+++ PROVIDED ENTRIES
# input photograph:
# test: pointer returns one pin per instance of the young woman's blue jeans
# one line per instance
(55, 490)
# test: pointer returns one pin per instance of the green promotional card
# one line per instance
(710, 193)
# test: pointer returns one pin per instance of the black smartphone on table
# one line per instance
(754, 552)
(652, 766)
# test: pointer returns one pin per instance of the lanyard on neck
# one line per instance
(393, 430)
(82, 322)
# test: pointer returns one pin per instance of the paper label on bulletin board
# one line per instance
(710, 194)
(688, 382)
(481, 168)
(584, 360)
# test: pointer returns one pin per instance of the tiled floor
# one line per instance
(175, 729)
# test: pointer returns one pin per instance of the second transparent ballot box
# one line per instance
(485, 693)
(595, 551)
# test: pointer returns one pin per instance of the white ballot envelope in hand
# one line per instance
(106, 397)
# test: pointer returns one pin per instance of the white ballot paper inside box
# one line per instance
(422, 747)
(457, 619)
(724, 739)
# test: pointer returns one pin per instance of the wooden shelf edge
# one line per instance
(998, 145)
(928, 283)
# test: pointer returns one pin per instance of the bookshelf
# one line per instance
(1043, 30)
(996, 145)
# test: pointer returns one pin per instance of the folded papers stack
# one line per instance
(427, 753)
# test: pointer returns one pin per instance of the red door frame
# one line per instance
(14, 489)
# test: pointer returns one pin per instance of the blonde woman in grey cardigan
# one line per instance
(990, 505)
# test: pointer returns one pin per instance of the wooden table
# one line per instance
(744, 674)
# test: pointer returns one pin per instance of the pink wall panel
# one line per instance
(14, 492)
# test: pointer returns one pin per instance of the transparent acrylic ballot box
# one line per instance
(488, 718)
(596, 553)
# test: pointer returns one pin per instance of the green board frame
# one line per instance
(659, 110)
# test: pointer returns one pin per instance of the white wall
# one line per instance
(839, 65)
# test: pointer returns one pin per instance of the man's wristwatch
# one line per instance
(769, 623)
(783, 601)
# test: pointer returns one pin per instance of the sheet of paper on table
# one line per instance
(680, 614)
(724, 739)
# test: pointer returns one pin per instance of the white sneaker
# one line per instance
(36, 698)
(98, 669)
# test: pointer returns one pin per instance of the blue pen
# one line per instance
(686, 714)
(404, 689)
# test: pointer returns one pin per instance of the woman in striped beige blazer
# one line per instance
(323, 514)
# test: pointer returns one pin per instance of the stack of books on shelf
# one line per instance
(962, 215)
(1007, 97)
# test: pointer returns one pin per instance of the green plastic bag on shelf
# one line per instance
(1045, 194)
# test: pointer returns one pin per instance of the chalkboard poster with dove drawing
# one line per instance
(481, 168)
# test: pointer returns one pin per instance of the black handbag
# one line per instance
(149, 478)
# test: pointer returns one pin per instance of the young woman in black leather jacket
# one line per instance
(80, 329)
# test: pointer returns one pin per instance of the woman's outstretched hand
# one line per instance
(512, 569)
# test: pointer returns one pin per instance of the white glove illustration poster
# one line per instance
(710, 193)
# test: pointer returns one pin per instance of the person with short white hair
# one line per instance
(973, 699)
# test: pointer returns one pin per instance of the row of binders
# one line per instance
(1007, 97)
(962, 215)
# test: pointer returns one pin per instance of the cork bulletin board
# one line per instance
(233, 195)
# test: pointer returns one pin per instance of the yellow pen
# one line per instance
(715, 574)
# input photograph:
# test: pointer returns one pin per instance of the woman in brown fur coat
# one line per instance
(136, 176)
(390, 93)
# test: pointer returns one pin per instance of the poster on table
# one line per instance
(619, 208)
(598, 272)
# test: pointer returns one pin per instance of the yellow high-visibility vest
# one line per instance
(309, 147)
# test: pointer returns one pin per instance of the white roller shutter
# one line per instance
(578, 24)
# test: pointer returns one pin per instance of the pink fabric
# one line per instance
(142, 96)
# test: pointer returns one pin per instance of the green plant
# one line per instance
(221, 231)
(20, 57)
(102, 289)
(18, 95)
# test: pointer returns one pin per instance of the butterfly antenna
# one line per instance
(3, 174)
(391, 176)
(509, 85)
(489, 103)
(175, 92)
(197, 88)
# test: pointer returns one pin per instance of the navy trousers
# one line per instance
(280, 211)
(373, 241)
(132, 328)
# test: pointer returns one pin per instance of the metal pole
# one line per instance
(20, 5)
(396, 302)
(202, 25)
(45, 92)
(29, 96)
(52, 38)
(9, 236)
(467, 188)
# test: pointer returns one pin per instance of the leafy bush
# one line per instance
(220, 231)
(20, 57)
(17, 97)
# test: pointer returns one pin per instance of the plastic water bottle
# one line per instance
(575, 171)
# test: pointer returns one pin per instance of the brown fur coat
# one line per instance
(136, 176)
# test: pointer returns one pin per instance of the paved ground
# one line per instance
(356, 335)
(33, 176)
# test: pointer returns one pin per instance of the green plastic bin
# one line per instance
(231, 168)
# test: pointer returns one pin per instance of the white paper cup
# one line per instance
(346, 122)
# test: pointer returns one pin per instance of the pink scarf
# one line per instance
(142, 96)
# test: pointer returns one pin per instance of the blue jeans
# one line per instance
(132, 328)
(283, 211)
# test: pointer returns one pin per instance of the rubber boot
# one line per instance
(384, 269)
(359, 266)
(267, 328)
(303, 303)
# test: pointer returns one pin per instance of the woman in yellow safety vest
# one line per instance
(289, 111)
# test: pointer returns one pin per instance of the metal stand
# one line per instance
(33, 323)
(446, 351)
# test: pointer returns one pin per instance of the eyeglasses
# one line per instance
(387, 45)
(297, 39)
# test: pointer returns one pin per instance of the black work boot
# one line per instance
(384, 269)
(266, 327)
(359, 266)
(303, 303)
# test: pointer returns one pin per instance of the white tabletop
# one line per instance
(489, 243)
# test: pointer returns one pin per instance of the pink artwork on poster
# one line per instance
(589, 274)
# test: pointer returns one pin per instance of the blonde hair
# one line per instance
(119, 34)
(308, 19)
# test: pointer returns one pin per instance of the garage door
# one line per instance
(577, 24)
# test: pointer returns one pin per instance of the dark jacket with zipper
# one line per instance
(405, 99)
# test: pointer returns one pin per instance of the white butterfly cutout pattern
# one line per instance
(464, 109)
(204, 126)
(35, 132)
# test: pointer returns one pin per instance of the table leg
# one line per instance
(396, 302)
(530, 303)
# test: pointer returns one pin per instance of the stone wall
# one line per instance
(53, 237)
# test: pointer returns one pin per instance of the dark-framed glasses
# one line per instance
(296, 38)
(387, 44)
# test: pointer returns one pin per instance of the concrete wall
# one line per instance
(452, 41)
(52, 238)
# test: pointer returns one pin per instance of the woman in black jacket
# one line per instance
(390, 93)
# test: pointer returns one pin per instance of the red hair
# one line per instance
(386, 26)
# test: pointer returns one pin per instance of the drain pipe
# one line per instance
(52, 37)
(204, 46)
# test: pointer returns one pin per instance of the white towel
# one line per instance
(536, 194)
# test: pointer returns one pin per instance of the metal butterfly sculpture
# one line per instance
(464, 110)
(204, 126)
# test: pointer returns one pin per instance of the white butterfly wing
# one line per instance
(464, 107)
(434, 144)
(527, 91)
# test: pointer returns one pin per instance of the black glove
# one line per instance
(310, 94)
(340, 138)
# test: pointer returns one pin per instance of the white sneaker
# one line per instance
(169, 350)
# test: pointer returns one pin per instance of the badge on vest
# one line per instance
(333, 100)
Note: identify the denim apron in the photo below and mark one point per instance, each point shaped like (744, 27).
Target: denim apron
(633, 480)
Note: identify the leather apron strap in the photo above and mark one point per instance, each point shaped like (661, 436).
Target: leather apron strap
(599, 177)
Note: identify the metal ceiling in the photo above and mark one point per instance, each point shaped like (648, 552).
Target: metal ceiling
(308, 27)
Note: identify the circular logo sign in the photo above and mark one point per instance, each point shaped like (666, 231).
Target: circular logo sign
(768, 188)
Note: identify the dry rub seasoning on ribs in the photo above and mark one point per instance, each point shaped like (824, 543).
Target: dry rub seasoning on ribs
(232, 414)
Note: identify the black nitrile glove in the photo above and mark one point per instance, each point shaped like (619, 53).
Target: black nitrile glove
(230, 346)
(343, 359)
++++++
THE TASK: Exactly and exclusively, repeat the lines from the line that contains "white butterfly wing" through the end of the records, both ends included.

TASK RESPONSE:
# test: pointer returns one pin per instance of the white butterfly wing
# one line per instance
(464, 107)
(434, 144)
(527, 91)
# test: pointer returns one pin per instance of the black glove
# one line per instance
(310, 94)
(340, 138)
# test: pointer returns one pin per instance of the white sneaker
# one line per instance
(169, 350)
# test: pointer returns one pin per instance of the badge on vest
# one line per instance
(333, 100)
Note: identify the denim apron in the photo below and mark one point per instance, each point shaped like (744, 27).
Target: denim apron
(633, 480)
Note: identify the leather apron strap in the photo above and mark one point per instance, each point shaped like (661, 436).
Target: leather apron strap
(599, 177)
Note: identify the metal ceiling in the photo above and mark one point per instance, each point shaped like (648, 552).
Target: metal ceiling
(308, 27)
Note: identify the circular logo sign in the photo above and mark one point per instance, each point shaped like (666, 231).
Target: circular logo sign
(768, 188)
Note: identify the dry rub seasoning on ribs in the photo above and mark one point per instance, each point shaped like (824, 543).
Target: dry rub seasoning on ribs
(232, 414)
Note: identify the black nitrile glove in the photo above and mark one point per instance, each point shaped like (619, 53).
Target: black nitrile glove
(230, 346)
(343, 359)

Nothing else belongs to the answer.